> [Written instruction]: Can you retype the listing below word for word, starting at the line that contains "Question: For every instance of the round" and ending at the line that contains "[(367, 169), (369, 211)]", with both of those lines included?

> [Data for this task]:
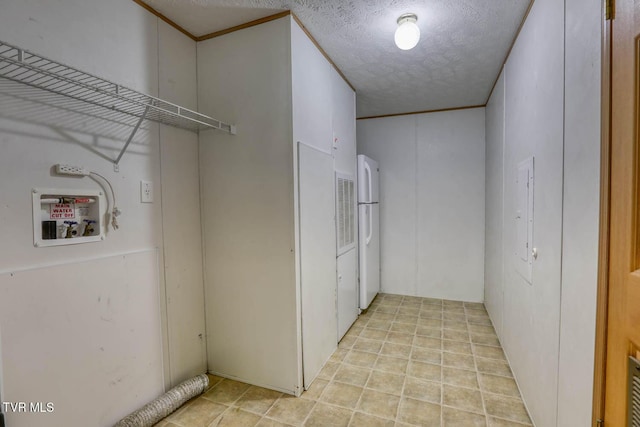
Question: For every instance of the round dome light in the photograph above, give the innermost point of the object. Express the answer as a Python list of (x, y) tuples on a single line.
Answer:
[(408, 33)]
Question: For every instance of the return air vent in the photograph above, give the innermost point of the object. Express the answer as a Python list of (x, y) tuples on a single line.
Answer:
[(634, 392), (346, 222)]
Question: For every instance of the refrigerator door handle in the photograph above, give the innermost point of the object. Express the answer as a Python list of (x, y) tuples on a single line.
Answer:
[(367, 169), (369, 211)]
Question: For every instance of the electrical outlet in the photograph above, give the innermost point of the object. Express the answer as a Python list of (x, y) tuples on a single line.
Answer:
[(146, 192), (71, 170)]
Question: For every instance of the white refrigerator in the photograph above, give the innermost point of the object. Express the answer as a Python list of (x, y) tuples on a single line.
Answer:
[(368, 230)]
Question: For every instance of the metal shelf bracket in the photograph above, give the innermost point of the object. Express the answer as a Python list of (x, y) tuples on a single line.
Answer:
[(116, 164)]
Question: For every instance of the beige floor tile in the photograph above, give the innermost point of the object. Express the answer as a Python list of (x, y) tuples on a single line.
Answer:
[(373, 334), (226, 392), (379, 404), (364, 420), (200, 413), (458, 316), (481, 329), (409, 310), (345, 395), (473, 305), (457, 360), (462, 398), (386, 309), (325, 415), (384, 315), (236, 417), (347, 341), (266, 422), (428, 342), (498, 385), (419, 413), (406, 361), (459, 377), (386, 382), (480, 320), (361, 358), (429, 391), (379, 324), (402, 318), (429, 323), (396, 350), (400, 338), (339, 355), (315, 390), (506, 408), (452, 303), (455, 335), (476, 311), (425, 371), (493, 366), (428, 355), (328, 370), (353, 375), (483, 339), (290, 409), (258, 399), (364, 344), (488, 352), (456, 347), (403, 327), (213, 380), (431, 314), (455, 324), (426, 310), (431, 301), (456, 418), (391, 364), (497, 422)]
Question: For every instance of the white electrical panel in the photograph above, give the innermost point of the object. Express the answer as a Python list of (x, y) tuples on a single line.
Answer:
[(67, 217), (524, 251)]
* * *
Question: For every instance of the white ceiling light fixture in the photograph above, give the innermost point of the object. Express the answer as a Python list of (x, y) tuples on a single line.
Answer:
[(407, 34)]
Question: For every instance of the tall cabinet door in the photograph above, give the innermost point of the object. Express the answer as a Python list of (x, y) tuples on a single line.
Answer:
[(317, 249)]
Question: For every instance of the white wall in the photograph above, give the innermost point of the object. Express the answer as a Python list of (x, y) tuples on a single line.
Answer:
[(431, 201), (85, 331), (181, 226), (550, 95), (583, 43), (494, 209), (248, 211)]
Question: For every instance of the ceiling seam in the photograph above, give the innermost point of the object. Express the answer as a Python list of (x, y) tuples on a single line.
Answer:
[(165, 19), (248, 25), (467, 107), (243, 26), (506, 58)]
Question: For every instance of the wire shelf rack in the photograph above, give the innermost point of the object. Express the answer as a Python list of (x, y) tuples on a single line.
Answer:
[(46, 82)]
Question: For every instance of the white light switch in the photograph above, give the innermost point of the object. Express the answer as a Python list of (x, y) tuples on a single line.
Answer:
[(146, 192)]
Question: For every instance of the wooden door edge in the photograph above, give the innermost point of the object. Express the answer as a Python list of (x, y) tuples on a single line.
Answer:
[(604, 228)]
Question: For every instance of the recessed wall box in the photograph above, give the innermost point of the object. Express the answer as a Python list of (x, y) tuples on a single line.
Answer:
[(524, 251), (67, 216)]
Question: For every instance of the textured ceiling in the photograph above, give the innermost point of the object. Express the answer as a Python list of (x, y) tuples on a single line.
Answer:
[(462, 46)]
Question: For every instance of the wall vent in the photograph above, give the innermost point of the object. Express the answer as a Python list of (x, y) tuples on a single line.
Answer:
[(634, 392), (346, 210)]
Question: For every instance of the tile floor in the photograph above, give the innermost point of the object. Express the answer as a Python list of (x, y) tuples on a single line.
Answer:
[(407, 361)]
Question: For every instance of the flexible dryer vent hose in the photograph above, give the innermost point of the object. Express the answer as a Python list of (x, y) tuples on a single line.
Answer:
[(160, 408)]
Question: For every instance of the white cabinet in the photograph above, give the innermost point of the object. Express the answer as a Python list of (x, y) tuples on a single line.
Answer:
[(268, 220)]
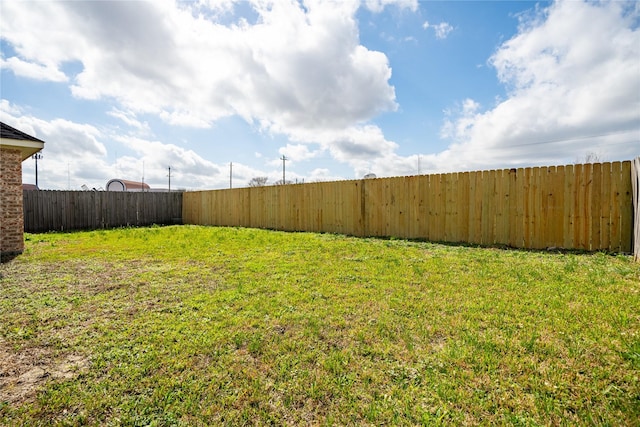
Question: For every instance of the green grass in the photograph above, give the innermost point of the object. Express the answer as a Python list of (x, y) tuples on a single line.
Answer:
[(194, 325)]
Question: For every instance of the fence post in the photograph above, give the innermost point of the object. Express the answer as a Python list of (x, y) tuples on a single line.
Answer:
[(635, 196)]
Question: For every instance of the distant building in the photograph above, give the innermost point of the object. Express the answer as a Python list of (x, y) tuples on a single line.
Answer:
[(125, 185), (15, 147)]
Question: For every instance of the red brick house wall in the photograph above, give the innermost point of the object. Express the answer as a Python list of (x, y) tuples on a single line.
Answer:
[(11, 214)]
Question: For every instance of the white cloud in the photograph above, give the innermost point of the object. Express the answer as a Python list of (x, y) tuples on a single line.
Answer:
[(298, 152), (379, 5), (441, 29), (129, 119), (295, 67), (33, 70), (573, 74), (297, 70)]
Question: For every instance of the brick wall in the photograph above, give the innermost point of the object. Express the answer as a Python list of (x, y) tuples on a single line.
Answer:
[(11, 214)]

> [Solution for this problem]:
Question: For every instance of the round dome light in the photograph above, give the innermost point of the object. Express the answer as a Python list of (x, y) tuples on a single line.
Answer:
[(408, 33)]
Question: For every instance of the return air vent in the photograph above, give the innermost point of the object. Express the answer as a Python list of (x, y) tuples on a single line.
Answer:
[(634, 392), (346, 222)]
Question: For every instance of the refrigerator door handle in the photograph above, give the innermost point of the object. Express the answer as a Python list of (x, y) tuples on a single line.
Answer:
[(367, 169), (369, 211)]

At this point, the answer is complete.